> [WHAT IS EXPECTED]
Search the data below for the line containing "Reviewer note: every instance of the headlight", then please set down that line and all remaining ones exactly as written.

> [SOURCE DATA]
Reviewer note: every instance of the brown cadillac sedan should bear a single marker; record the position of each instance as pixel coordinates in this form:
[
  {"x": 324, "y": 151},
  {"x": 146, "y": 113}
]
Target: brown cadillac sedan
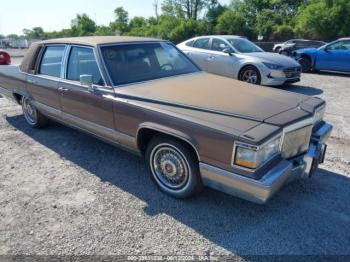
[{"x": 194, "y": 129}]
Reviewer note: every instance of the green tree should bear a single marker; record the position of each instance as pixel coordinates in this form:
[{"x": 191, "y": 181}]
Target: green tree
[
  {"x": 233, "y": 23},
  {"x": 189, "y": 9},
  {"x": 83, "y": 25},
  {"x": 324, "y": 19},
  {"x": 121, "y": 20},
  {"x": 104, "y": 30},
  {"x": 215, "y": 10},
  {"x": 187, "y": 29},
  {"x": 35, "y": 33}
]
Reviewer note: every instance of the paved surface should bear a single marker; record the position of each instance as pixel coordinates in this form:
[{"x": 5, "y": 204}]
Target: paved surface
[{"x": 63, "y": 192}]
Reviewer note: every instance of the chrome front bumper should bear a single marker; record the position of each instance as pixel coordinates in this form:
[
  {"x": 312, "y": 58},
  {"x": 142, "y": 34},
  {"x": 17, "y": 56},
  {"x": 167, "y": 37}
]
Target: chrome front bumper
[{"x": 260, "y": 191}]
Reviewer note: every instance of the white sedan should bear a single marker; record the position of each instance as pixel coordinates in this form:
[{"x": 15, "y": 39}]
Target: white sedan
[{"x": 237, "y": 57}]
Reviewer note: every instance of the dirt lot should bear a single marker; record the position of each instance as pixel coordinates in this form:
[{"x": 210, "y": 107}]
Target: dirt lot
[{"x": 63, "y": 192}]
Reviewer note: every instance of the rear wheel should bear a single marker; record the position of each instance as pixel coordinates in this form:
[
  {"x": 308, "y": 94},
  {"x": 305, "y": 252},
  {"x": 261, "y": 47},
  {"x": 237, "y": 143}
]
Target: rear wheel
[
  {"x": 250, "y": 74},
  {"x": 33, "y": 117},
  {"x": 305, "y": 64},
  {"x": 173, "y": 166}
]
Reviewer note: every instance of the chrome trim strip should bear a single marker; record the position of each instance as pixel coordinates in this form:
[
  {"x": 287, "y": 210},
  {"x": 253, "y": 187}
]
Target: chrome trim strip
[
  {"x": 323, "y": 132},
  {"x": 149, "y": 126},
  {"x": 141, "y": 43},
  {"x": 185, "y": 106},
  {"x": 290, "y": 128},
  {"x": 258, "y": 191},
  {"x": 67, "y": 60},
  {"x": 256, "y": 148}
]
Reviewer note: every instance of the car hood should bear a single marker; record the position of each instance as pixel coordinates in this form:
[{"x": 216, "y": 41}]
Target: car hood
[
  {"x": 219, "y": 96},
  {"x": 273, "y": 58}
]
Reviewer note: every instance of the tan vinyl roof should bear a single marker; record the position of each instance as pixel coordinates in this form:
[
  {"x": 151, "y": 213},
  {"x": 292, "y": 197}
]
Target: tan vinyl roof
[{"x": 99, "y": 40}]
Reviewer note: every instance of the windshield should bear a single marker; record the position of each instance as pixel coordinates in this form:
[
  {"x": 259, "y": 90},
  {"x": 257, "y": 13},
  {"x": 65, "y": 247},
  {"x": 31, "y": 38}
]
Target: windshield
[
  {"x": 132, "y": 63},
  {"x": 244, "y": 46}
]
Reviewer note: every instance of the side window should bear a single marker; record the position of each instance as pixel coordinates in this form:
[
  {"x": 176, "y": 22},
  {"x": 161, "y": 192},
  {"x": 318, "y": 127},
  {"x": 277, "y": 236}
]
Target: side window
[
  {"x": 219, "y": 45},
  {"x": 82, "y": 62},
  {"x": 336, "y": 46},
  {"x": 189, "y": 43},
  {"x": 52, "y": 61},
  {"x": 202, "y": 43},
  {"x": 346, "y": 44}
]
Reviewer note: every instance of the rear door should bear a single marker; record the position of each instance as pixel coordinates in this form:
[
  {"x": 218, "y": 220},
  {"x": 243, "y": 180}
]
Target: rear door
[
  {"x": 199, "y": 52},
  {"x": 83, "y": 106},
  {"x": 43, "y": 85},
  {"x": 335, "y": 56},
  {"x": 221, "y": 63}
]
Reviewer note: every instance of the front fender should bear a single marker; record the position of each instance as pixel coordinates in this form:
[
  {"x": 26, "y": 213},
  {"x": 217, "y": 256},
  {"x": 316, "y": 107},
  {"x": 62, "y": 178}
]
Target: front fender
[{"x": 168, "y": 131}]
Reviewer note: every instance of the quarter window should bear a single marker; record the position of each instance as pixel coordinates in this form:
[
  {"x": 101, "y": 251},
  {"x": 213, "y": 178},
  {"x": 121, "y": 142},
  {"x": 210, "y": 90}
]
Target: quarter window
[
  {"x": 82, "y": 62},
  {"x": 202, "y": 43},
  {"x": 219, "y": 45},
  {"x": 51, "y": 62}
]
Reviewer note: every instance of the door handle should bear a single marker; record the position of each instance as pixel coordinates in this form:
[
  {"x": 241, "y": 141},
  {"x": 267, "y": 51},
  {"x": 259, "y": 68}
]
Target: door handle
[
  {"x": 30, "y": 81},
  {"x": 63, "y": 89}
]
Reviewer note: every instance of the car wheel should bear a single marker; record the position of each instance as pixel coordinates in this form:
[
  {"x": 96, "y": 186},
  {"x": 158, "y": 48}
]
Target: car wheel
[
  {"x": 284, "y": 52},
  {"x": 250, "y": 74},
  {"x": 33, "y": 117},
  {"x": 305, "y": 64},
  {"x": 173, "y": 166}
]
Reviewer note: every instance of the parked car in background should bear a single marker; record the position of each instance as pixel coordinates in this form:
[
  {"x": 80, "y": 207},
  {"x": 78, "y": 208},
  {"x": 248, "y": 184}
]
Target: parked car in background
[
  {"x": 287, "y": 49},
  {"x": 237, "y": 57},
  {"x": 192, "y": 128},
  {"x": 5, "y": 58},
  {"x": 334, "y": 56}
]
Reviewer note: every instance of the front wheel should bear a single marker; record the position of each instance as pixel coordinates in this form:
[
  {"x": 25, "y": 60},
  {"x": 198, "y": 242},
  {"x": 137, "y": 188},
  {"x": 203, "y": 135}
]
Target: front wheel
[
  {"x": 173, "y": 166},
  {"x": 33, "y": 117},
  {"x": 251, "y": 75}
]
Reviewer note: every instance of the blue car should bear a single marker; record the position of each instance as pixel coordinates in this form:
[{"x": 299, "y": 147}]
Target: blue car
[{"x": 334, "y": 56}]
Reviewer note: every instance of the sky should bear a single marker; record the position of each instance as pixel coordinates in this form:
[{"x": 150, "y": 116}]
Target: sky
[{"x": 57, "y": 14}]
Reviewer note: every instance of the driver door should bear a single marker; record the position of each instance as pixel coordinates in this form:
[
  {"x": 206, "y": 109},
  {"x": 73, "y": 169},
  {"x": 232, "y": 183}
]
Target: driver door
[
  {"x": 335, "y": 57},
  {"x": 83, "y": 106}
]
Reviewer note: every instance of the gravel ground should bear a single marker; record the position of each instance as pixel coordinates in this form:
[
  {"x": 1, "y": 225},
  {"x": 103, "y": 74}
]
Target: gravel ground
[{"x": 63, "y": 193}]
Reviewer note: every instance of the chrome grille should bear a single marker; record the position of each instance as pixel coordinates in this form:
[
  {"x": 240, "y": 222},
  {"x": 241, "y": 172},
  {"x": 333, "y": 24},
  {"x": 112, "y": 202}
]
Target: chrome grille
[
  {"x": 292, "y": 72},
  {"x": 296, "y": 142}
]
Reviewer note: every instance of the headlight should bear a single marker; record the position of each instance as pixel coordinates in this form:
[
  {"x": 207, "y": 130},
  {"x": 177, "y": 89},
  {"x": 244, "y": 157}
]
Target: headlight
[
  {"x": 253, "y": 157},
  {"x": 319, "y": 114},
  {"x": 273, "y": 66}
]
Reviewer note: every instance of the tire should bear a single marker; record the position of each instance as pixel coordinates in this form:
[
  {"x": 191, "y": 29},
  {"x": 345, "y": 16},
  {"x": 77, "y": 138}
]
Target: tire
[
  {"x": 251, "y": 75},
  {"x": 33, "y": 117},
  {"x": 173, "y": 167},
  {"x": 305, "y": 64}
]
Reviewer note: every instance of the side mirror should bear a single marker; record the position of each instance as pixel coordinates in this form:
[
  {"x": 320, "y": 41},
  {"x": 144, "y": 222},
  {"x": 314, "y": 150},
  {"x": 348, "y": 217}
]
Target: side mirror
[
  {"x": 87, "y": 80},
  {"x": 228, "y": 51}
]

> [SOLUTION]
Reviewer note: every instance of the headlight should bear a single marker; record the position of each instance as pixel coordinates in this form:
[
  {"x": 207, "y": 130},
  {"x": 177, "y": 89},
  {"x": 244, "y": 157}
]
Target: headlight
[
  {"x": 253, "y": 157},
  {"x": 319, "y": 114},
  {"x": 273, "y": 66}
]
Reviewer note: every instance of the tire should bear a single marker; record the position of each instance as pixel coordinates in this form:
[
  {"x": 191, "y": 29},
  {"x": 345, "y": 16},
  {"x": 77, "y": 138}
]
Target: tire
[
  {"x": 251, "y": 75},
  {"x": 33, "y": 117},
  {"x": 173, "y": 167},
  {"x": 305, "y": 64}
]
Reviewer note: every instance of the side mirror should bear a single marker; record the position of each instance as pixel coordinates in this form:
[
  {"x": 320, "y": 41},
  {"x": 144, "y": 222},
  {"x": 314, "y": 150},
  {"x": 348, "y": 217}
]
Target: side mirror
[
  {"x": 87, "y": 80},
  {"x": 228, "y": 51}
]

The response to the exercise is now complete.